Dataset entries
========================================================================

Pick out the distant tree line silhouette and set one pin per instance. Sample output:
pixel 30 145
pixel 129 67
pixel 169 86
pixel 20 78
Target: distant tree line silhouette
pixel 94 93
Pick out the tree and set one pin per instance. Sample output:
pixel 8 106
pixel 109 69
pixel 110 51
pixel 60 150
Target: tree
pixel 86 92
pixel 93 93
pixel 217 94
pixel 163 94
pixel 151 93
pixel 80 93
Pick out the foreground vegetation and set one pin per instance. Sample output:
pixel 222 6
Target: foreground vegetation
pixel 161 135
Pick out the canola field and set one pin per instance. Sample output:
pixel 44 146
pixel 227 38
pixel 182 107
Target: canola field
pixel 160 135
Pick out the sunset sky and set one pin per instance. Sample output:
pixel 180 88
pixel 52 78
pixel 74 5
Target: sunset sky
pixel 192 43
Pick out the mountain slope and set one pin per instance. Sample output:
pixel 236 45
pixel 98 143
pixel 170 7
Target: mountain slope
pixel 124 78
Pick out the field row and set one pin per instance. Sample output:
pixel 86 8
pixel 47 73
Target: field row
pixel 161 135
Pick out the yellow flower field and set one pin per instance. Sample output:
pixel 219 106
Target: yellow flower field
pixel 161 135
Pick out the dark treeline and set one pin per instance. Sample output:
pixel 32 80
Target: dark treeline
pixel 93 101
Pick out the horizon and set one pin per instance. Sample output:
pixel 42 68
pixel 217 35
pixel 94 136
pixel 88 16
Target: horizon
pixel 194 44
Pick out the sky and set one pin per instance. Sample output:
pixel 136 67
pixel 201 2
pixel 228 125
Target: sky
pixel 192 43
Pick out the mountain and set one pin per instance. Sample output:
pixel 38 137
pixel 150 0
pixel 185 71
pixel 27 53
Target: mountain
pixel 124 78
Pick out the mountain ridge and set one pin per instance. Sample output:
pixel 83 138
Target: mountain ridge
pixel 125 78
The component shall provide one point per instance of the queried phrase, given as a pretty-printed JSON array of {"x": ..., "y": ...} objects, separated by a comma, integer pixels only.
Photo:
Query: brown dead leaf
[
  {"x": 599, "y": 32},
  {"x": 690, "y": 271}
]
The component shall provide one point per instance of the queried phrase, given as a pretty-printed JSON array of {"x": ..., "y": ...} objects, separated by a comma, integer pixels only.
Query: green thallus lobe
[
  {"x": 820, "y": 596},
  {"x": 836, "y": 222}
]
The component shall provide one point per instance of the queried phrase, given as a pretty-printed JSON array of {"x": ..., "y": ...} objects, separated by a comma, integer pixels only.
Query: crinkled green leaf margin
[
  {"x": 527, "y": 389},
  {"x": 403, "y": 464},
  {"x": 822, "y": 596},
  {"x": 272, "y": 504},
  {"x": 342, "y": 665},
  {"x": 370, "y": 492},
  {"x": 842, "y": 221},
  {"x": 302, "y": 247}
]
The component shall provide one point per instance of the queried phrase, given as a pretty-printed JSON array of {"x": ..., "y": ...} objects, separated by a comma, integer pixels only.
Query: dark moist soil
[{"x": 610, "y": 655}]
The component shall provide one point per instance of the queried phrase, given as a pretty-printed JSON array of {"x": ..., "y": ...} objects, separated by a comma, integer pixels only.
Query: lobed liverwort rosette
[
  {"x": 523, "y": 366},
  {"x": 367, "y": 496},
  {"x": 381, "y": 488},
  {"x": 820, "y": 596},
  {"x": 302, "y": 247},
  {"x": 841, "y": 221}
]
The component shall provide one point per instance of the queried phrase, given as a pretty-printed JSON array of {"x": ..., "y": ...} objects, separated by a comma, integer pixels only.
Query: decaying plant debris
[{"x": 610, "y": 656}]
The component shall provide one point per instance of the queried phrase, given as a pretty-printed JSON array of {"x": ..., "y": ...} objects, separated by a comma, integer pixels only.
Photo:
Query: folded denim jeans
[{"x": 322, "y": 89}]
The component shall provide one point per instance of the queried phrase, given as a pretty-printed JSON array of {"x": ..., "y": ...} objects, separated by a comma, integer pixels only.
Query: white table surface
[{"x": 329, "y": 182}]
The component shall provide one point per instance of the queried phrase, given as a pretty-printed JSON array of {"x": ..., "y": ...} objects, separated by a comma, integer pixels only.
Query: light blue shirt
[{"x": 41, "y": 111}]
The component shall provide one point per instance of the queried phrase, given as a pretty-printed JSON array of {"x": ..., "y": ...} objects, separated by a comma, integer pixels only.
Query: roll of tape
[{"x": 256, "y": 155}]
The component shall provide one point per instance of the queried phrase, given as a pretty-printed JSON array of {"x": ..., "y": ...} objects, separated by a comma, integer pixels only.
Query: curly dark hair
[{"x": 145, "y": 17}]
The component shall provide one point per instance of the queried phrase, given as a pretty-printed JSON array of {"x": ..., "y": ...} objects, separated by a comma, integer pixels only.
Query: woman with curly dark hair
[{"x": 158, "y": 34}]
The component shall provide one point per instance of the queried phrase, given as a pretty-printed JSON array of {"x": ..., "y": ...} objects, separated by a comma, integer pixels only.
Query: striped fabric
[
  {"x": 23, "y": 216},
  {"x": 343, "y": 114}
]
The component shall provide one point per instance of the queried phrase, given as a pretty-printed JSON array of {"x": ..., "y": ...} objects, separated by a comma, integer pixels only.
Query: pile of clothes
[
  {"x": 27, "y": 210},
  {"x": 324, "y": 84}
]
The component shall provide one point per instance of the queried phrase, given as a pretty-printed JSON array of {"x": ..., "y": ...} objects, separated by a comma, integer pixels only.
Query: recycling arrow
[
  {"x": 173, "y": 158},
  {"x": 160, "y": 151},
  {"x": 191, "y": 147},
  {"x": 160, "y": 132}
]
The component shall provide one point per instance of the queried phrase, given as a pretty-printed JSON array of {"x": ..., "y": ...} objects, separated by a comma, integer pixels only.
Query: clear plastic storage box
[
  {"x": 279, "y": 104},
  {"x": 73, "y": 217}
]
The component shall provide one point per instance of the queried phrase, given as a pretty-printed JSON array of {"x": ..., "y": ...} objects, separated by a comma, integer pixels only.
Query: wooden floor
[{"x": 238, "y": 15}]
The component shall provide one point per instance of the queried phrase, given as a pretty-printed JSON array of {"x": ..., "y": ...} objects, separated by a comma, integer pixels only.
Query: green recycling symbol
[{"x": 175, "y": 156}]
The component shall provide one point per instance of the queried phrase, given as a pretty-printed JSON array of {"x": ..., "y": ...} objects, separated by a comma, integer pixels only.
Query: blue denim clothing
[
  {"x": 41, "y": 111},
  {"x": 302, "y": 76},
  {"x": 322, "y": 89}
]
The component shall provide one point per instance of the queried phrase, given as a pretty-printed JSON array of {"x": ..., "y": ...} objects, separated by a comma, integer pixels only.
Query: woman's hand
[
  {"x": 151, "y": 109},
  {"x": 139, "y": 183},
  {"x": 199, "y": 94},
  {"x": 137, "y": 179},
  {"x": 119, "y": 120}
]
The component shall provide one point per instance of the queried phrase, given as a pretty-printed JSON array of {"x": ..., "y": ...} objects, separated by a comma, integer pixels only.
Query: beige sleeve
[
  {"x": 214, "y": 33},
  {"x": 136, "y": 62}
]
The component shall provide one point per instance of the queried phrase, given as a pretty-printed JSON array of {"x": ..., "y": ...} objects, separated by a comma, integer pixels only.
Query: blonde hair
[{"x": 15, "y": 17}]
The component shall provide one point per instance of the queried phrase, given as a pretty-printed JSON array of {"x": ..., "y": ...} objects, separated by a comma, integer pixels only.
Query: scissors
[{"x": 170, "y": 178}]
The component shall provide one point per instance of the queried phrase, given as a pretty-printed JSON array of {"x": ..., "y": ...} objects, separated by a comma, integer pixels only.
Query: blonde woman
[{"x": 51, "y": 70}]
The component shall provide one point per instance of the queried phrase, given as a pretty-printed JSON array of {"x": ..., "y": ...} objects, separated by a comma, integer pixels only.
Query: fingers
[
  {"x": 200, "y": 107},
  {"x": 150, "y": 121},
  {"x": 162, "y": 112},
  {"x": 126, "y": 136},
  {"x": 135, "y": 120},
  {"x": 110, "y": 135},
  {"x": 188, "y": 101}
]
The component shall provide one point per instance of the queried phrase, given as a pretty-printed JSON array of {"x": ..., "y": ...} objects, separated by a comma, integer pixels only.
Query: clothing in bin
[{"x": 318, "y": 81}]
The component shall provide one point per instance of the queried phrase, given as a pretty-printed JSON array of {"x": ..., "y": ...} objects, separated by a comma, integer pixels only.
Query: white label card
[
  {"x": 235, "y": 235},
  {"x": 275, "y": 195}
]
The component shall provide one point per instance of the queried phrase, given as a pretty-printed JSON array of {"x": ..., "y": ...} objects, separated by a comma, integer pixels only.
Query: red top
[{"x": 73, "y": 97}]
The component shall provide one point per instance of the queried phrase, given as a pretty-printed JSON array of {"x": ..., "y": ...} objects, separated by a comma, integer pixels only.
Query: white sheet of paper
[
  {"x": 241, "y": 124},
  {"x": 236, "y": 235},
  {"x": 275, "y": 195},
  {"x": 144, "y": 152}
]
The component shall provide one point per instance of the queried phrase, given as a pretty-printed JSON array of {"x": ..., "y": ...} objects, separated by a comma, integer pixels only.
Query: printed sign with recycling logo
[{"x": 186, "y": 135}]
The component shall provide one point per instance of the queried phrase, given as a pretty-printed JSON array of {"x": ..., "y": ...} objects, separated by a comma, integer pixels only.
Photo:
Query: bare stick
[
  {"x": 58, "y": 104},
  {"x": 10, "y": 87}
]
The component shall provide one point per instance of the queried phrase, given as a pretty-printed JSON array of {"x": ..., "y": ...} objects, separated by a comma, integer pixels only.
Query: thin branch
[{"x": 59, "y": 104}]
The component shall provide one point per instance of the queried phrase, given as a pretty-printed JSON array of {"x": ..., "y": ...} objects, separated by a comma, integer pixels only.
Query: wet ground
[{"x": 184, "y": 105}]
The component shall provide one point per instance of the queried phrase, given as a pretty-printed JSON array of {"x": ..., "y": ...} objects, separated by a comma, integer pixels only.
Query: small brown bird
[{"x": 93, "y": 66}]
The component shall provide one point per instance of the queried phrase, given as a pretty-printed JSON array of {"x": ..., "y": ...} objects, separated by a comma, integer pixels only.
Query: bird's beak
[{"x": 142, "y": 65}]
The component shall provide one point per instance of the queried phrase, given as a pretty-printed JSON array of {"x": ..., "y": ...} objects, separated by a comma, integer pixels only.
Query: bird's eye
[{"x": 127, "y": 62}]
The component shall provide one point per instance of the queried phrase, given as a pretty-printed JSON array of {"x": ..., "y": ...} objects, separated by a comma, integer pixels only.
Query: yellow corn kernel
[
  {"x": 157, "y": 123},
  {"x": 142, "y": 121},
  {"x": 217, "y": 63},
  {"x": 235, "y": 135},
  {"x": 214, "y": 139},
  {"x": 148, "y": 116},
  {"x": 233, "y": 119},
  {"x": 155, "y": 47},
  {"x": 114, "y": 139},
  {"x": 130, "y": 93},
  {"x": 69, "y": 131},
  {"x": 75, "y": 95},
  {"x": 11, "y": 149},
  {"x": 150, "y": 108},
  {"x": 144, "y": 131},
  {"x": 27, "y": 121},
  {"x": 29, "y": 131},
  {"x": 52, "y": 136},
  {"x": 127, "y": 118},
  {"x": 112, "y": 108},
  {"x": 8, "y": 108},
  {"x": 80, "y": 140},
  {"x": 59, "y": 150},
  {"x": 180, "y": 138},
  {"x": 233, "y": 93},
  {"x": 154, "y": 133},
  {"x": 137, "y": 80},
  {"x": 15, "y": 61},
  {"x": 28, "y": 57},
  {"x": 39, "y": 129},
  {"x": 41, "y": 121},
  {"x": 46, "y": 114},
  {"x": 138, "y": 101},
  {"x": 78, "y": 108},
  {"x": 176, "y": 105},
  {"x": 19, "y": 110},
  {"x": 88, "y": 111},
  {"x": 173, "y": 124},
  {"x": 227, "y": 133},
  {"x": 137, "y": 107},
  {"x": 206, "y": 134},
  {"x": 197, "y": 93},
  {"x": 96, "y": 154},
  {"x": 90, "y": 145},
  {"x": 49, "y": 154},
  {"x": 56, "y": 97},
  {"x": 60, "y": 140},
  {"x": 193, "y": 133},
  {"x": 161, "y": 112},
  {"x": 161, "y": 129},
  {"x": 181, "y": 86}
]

========================================================================

How to complete this task |
Copy out the lines above word for word, stopping after the line containing "Pick out the canola".

Exercise response |
Pick out the distant tree line silhouette and set one pin per instance. Sample output:
pixel 30 145
pixel 129 67
pixel 169 86
pixel 20 78
Target: distant tree line silhouette
pixel 94 93
Pick out the tree and set one pin per instance. Sample output:
pixel 8 106
pixel 109 69
pixel 110 51
pixel 60 150
Target: tree
pixel 86 92
pixel 93 93
pixel 217 94
pixel 163 94
pixel 151 93
pixel 80 93
Pick out the foreground vegetation and set one pin per instance. Sample output:
pixel 222 6
Target: foreground vegetation
pixel 161 135
Pick out the canola field and set one pin per instance. Sample output:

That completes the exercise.